Data for review START

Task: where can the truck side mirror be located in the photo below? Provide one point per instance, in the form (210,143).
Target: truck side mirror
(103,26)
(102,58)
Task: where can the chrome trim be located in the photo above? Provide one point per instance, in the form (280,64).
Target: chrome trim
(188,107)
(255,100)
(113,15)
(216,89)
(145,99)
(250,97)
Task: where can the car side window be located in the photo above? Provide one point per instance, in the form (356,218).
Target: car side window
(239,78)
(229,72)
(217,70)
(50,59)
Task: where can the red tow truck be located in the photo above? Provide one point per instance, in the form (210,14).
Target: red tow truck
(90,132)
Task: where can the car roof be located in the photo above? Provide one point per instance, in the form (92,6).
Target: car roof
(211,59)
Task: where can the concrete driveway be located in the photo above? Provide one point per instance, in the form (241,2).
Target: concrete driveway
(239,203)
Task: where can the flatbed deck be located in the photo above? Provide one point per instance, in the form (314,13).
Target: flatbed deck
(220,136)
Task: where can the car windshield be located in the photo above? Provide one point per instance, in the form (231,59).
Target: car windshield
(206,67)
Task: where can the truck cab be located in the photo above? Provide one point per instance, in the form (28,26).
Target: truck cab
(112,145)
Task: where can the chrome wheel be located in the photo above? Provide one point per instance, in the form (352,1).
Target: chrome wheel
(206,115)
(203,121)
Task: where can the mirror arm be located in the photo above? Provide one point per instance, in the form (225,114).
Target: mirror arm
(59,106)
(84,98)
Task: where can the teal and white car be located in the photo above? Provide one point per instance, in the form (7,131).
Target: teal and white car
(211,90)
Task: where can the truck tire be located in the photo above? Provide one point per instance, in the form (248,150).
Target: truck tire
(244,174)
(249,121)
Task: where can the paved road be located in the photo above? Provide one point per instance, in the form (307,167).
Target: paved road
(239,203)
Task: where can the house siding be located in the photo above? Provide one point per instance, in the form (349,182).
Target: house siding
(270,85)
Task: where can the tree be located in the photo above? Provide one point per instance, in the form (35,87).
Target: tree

Data for review END

= Problem details =
Find the lines above that contain the word "tree" and copy each one.

= Exercise solution =
Task: where can the tree be located in the photo above? Provide one point per instance, in the form (35,87).
Target: tree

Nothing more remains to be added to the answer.